_Quoted passage_.
----------

The President of the European Parliament, Roberta Metsola, has said EU leaders are ‘on the alert’ after a Latvian Member of the European Parliament (MEP) was accused of spying for Russia.
The Parliament has opened a formal probe into Latvian lawmaker Tatjana Ždanoka, accused in an investigation by Russian newspaper The Insider of working as an agent for the Russian Federal Security Service (FSB) – the successor to the Soviet-era KGB – from 2004 to 2017.
Speaking after a meeting of the bloc’s 27 leaders on Thursday, Metsola said the scandal “has also put us on the alert”.
Latvia’s Prime Minister Evika Siliņa and other EU leaders were “worried” that such foreign interference “could be replicated in other situations, whether in the current legislature or the future one,” she added.
Metsola also said she and other leaders were taking the risk “very seriously,” adding that the revelation of potential foreign interference at the heart of Europe’s democracy holds risks for the upcoming European elections in June.
The explosive investigation first revealed on Monday shows leaked emails linking Ždanoka to two known case officers of the FSB’s Fifth Service, the Kremlin’s counterintelligence arm which oversees covert operations, particularly in post-Soviet states such as Latvia.

----------

Collected data
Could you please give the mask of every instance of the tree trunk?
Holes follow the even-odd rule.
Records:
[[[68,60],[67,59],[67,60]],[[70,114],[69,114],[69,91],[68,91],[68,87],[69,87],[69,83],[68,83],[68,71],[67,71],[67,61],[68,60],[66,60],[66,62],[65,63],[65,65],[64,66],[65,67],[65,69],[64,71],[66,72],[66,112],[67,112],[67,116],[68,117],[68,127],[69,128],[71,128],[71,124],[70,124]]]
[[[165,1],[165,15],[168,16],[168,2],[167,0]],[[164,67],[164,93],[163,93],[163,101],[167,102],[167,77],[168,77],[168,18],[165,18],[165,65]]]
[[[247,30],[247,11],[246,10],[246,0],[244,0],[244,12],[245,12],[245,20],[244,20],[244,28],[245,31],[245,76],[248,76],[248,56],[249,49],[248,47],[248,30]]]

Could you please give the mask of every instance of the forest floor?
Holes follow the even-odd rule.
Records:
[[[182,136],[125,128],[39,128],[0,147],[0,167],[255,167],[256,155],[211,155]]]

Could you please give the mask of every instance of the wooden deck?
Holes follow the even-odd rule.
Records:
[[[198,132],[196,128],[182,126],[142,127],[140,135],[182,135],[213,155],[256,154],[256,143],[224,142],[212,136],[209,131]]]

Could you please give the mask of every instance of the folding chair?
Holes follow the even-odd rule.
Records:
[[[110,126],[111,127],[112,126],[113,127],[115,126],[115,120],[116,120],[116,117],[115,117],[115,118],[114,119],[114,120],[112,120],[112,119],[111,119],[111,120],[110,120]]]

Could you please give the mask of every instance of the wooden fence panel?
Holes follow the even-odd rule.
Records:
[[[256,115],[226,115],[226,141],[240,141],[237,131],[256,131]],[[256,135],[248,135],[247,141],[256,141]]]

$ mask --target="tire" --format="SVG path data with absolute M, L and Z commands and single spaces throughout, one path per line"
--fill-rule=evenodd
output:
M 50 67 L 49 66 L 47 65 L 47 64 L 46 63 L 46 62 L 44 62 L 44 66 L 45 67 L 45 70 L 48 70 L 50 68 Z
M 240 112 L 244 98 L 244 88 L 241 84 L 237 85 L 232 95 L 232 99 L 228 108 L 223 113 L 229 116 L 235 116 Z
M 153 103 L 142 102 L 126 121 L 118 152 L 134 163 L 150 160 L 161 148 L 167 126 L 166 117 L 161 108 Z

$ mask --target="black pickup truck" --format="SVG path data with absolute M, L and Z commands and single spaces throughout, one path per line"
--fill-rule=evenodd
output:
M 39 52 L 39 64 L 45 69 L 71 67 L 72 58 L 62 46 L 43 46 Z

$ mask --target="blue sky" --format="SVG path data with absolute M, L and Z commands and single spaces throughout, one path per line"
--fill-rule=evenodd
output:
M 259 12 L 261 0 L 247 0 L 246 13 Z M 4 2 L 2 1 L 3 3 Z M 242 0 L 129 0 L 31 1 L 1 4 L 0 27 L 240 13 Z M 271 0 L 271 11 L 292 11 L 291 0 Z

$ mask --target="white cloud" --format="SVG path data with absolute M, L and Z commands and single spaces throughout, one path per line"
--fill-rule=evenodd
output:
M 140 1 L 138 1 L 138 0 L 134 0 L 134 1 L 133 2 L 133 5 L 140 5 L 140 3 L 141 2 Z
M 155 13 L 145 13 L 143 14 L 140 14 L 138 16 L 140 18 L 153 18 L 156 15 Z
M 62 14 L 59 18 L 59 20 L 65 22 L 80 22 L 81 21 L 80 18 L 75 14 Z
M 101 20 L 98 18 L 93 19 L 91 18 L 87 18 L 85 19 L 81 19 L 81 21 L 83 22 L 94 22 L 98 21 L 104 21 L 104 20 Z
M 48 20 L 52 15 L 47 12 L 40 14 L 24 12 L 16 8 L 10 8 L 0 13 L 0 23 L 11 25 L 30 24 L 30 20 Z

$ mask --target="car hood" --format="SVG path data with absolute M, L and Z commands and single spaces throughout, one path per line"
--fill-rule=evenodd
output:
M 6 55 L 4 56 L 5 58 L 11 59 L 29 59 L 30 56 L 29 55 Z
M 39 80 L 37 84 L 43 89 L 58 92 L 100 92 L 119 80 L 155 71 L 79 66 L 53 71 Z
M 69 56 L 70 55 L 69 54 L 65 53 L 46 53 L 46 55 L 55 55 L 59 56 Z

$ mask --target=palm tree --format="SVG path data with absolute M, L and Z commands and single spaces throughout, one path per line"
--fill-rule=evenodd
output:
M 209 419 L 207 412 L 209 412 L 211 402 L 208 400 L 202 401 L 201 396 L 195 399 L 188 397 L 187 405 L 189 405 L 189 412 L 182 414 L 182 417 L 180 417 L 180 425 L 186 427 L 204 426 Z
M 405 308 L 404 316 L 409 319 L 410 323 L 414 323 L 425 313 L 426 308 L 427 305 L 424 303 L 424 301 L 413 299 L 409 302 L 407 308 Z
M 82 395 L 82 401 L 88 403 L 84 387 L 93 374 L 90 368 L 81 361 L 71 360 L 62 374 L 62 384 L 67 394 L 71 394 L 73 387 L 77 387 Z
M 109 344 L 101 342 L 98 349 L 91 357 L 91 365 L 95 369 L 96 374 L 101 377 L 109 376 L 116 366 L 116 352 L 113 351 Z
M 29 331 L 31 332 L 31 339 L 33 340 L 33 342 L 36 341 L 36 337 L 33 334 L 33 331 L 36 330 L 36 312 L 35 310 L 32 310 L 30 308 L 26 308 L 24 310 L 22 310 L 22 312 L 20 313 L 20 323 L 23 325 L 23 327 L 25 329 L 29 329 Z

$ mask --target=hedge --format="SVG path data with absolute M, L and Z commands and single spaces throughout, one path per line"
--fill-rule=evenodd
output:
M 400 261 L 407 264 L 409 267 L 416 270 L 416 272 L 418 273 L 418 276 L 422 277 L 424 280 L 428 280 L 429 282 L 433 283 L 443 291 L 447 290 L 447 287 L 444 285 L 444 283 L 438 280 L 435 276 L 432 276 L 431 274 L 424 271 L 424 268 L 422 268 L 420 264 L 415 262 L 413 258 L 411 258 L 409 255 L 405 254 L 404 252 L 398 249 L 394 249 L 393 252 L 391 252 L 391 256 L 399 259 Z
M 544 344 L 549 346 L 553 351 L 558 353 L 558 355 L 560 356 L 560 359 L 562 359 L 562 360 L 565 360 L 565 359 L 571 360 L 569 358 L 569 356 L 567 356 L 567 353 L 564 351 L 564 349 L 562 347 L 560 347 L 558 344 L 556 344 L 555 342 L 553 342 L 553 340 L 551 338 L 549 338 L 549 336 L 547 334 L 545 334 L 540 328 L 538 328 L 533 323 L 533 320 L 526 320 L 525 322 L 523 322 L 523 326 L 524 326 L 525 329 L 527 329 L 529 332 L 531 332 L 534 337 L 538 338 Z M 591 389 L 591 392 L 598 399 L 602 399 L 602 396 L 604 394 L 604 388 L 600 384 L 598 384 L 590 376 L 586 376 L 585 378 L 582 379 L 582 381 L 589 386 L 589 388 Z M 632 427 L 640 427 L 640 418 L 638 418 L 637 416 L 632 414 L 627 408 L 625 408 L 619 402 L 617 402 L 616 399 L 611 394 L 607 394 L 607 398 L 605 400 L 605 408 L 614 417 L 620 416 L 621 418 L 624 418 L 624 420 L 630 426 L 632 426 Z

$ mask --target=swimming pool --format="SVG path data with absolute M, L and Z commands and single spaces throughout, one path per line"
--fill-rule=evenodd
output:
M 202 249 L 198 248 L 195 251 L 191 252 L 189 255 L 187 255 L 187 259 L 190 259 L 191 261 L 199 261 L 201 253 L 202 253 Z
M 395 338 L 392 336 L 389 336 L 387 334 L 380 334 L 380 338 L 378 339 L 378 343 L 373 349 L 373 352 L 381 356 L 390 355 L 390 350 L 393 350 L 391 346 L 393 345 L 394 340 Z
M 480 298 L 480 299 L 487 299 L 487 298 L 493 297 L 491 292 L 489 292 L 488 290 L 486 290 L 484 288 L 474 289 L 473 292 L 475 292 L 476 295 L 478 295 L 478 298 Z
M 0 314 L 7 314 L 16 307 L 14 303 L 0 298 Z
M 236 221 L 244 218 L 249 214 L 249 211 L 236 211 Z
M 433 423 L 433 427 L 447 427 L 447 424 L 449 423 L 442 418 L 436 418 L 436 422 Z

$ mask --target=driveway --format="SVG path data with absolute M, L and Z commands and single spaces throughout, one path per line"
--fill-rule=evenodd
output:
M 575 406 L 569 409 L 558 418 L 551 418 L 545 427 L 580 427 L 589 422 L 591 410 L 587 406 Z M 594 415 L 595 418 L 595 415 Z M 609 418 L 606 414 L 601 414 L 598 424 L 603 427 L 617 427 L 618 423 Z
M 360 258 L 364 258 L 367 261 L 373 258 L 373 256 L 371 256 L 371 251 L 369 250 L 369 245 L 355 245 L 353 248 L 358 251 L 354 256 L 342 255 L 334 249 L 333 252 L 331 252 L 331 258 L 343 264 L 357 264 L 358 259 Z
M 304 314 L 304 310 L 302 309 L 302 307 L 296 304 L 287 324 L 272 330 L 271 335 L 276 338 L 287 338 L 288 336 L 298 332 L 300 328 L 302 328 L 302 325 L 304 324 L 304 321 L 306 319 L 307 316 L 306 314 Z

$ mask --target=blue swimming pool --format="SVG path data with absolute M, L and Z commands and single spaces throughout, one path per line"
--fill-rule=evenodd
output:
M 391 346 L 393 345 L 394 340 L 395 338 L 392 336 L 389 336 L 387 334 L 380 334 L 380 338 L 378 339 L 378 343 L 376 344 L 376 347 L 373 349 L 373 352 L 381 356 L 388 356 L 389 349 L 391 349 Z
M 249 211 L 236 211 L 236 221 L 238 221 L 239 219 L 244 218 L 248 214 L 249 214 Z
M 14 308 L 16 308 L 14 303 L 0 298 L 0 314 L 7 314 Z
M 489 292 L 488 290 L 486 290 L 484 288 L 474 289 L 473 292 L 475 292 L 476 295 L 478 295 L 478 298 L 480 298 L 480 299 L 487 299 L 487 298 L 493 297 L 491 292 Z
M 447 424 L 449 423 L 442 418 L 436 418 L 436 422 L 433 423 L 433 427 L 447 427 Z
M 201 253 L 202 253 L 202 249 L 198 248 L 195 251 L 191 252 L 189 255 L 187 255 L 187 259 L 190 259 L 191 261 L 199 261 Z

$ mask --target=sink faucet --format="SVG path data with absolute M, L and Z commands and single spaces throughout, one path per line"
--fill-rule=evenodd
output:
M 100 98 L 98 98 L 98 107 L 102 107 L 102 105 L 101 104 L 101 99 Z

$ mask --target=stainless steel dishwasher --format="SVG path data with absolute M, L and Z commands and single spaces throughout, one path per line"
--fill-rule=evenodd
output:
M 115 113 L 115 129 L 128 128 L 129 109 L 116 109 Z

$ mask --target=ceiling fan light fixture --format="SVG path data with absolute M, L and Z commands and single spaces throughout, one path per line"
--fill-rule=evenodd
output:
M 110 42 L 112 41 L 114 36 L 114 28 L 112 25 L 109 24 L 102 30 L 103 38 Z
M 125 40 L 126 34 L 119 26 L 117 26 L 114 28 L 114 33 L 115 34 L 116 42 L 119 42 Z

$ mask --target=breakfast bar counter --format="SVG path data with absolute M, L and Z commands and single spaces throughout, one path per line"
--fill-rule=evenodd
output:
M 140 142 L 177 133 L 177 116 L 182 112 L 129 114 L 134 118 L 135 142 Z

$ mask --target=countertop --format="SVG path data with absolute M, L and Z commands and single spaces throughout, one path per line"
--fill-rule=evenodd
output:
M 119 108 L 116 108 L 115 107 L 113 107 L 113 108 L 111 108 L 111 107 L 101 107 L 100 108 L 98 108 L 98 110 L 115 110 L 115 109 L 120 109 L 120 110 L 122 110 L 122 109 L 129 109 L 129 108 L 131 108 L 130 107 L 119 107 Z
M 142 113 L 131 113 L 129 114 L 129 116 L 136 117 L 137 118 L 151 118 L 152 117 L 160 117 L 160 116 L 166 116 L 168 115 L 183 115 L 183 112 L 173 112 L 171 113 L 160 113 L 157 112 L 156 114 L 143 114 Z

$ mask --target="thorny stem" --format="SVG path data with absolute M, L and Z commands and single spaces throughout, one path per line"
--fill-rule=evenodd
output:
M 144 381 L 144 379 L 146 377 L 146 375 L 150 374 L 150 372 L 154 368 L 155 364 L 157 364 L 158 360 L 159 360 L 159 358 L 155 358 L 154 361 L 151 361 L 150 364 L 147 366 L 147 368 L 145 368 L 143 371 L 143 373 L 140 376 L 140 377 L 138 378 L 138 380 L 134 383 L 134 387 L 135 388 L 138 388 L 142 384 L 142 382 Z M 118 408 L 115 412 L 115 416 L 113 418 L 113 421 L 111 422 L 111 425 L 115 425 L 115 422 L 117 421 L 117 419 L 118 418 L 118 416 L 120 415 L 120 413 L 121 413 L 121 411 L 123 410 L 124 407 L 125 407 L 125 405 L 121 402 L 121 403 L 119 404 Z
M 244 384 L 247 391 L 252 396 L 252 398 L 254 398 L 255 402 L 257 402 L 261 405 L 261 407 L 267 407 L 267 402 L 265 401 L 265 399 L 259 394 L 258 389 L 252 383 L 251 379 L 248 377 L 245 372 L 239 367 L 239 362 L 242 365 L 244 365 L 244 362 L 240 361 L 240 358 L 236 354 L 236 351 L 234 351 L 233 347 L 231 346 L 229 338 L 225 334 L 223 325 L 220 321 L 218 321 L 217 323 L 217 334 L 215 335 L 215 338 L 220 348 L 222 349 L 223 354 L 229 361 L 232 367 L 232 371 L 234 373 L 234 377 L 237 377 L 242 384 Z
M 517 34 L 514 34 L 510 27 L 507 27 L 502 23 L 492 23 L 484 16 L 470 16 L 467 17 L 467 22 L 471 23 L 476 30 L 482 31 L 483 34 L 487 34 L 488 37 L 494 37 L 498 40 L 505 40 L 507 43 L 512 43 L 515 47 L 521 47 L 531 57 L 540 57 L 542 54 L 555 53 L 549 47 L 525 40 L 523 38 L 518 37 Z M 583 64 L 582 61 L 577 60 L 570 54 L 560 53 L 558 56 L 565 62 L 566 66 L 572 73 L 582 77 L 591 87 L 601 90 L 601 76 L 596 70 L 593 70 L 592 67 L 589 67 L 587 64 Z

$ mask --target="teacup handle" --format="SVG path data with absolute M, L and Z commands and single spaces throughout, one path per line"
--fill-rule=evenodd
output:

----------

_What the task asks_.
Could you retype the article on the spying allegations against an MEP, starting with "Speaking after a" and going on through "elections in June."? Work only from the text about the spying allegations against an MEP.

_Exercise response_.
Speaking after a meeting of the bloc’s 27 leaders on Thursday, Metsola said the scandal “has also put us on the alert”.
Latvia’s Prime Minister Evika Siliņa and other EU leaders were “worried” that such foreign interference “could be replicated in other situations, whether in the current legislature or the future one,” she added.
Metsola also said she and other leaders were taking the risk “very seriously,” adding that the revelation of potential foreign interference at the heart of Europe’s democracy holds risks for the upcoming European elections in June.